> [Page text]
- - - - - - -

At the forefront of these changes is the rapid adoption of cloud-based, or software-as-a-service (SaaS), applications. These apps can be used to handle patient interactions, track prescriptions, care, billing and more, and the insights derived from this important data can vastly improve operations, procurement and courses of treatment. However, before healthcare organisations can begin to dream about a true data-driven future, they have to deal with a data-driven dilemma: compliance. 

Meeting regulation requirements

It’s no secret that healthcare is a highly regulated industry when it comes to data and privacy – and rightfully so. Patient records contain extremely sensitive data that, if changed or erased, could cost someone their life. This is why healthcare systems rely on legacy technologies, like Cerner and Epic EHRs, to manage patient information – the industry knows the vendors put an emphasis on making them as secure as possible.

Yet when SaaS applications are introduced and data starts being moved into them, compliance gets complicated. For example, every time a new application is introduced into an organisation, that organisation must have the vendor complete a BAA (Business Associate Agreement). This agreement essentially puts the responsibility for the safety of patients’ information — maintaining appropriate safeguards and complying with regulations — on the vendor.

However, even with these agreements in place, healthcare systems still are at risk of failing to meet compliance requirements. To comply with HIPAA, U.S. Food and Drug Administration 21 CFR Part 11 and other regulations that stipulate the need to exercise best practices to keep electronic patient data safe, healthcare organisations must maintain comprehensive audit trails – something that gets increasingly difficult when data sits in an application that resides in the vendor’s infrastructure.

Additionally, data often does not stay in the applications – instead healthcare users download, save and copy it into other business intelligence tools, creating data sprawl across the organisation and exposing patient privacy to greater risk. 

With so many of these tools that are meant to spur growth and more effective care creating compliance challenges, it begs the question: how can healthcare organisations take advantage of the data they have without risking non-compliance?

- - - - - - -

> [Supplied entries]
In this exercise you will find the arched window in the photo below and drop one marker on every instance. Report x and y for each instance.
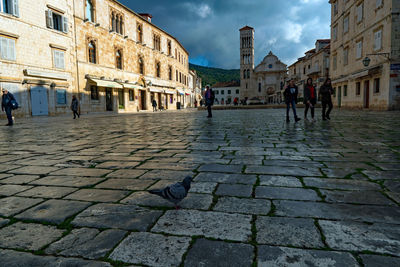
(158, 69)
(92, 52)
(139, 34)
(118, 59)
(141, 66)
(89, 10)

- - - - - - -

Reproduce the healthcare compliance text starting at "It’s no secret" and ending at "on the vendor.", replacing "legacy technologies" with "long-established platforms".

It’s no secret that healthcare is a highly regulated industry when it comes to data and privacy – and rightfully so. Patient records contain extremely sensitive data that, if changed or erased, could cost someone their life. This is why healthcare systems rely on long-established platforms, like Cerner and Epic EHRs, to manage patient information – the industry knows the vendors put an emphasis on making them as secure as possible.

Yet when SaaS applications are introduced and data starts being moved into them, compliance gets complicated. For example, every time a new application is introduced into an organisation, that organisation must have the vendor complete a BAA (Business Associate Agreement). This agreement essentially puts the responsibility for the safety of patients’ information — maintaining appropriate safeguards and complying with regulations — on the vendor.